Stored data:

○ ○ ○ ○

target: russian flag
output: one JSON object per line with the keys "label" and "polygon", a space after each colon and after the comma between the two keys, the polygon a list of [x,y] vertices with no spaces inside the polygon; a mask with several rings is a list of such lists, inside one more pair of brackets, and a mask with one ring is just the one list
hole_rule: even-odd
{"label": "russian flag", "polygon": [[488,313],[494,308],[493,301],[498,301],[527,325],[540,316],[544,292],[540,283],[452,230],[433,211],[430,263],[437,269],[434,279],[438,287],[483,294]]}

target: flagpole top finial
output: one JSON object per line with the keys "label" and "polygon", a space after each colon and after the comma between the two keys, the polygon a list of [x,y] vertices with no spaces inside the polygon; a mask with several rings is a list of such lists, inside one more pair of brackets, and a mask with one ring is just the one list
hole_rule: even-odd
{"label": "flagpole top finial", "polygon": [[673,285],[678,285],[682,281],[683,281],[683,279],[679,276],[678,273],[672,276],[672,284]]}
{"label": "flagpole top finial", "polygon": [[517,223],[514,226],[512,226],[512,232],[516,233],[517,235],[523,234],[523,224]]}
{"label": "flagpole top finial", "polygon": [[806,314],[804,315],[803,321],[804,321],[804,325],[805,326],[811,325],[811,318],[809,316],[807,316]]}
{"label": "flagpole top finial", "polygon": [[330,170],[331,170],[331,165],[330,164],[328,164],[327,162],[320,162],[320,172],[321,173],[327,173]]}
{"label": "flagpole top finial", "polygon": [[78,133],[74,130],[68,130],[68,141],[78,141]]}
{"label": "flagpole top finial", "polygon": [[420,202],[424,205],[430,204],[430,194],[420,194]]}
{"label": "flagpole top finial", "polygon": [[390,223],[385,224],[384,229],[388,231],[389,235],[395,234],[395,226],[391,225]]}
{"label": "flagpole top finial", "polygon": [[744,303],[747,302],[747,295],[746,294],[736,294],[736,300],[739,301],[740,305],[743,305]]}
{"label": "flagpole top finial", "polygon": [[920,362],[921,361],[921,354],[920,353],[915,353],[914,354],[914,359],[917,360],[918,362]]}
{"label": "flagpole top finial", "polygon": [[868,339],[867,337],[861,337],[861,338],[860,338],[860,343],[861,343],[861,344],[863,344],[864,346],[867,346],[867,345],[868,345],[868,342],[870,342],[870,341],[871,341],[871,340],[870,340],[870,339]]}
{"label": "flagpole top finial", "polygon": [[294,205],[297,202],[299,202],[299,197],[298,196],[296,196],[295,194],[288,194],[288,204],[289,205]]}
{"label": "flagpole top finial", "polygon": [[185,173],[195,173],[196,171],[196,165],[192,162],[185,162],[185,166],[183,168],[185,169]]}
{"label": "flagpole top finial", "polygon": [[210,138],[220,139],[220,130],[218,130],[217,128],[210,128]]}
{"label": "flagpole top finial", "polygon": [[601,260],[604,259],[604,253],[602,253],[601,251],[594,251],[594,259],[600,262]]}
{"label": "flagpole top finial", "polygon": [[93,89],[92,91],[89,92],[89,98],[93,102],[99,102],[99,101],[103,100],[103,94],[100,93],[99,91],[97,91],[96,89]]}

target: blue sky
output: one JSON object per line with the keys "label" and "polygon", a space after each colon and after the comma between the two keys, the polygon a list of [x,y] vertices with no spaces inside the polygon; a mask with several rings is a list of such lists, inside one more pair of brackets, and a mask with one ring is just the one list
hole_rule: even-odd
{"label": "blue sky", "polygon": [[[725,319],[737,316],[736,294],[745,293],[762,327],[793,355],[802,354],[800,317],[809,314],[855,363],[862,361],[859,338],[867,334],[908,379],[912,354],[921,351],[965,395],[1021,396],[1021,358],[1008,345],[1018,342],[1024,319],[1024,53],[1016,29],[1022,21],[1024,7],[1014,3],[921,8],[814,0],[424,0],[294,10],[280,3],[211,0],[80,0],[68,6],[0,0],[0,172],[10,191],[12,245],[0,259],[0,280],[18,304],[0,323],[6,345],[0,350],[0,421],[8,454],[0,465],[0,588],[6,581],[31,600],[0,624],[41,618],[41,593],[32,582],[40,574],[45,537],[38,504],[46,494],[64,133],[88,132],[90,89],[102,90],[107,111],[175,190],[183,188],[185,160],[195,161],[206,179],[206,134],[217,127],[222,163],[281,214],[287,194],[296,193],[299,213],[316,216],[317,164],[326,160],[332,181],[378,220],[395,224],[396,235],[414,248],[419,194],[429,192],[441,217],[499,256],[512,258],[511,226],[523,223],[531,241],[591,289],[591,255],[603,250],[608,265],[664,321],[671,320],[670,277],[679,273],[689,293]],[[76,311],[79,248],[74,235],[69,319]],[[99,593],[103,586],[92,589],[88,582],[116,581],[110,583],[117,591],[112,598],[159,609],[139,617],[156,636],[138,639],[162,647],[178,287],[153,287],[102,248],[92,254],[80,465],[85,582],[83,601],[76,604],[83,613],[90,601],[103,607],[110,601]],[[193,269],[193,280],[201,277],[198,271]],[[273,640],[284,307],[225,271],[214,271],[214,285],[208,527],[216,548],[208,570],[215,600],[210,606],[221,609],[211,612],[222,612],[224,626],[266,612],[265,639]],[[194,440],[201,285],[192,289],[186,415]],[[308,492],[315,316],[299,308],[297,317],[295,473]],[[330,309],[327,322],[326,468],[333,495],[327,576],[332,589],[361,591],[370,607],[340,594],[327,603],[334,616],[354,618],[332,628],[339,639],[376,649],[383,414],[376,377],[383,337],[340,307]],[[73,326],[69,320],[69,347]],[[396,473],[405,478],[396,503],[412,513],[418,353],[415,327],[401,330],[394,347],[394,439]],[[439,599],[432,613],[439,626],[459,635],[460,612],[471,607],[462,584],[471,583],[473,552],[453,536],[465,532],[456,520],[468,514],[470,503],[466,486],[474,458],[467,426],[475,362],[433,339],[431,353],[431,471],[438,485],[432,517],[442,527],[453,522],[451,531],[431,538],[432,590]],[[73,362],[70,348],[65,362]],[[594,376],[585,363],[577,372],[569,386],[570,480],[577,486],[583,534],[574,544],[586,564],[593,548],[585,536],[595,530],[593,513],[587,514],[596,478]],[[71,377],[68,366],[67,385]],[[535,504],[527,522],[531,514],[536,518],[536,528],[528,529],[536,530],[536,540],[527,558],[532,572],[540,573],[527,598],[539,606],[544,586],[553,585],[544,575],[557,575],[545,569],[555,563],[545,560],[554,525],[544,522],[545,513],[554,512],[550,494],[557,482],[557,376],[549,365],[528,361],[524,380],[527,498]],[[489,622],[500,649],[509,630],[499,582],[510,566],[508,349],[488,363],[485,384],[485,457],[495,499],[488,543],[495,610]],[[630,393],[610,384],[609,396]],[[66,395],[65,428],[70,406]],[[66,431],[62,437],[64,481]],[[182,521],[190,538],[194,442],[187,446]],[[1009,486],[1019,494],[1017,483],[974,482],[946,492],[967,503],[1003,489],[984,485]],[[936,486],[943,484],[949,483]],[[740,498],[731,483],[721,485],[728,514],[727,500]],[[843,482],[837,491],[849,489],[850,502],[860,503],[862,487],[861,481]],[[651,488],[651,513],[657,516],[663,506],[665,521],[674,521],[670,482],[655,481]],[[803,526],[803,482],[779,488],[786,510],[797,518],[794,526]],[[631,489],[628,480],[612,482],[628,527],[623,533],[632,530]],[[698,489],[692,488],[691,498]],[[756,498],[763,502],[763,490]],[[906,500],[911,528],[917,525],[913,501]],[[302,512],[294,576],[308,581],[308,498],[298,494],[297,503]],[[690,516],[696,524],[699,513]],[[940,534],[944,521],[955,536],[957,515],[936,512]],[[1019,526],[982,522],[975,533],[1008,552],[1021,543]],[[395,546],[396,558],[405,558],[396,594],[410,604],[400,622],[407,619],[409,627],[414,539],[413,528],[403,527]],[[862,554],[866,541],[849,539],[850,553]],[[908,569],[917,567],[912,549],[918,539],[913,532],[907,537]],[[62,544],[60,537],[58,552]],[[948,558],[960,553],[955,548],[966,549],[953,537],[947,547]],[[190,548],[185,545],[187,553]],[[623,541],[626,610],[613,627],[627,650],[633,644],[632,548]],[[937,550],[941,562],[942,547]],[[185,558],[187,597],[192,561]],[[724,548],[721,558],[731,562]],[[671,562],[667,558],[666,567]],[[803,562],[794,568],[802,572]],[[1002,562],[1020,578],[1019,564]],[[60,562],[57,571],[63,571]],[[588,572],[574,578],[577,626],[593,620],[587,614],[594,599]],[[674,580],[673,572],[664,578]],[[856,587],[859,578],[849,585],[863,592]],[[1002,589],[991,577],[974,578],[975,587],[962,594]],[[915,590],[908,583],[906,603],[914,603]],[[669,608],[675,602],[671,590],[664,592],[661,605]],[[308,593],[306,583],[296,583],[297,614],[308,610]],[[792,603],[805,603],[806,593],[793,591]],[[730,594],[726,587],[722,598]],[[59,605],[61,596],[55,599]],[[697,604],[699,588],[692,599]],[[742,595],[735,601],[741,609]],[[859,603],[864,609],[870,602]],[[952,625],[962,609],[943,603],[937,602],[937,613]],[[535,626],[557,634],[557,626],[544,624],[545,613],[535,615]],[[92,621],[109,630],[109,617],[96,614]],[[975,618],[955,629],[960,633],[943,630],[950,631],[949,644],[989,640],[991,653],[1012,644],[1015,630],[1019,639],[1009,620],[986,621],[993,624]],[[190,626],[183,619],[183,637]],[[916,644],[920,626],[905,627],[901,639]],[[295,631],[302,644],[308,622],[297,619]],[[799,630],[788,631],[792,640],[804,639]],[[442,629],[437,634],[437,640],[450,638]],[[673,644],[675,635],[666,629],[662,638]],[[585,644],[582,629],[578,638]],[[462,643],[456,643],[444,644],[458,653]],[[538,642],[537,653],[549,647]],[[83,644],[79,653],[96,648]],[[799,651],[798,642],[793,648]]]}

○ ○ ○ ○

Work to be completed: Look through the entries. Copy out each line with "russian" in it.

Task solution:
target: russian flag
{"label": "russian flag", "polygon": [[488,313],[494,308],[493,301],[498,301],[527,325],[540,316],[544,292],[540,283],[452,230],[433,211],[430,263],[437,269],[434,279],[438,287],[483,294]]}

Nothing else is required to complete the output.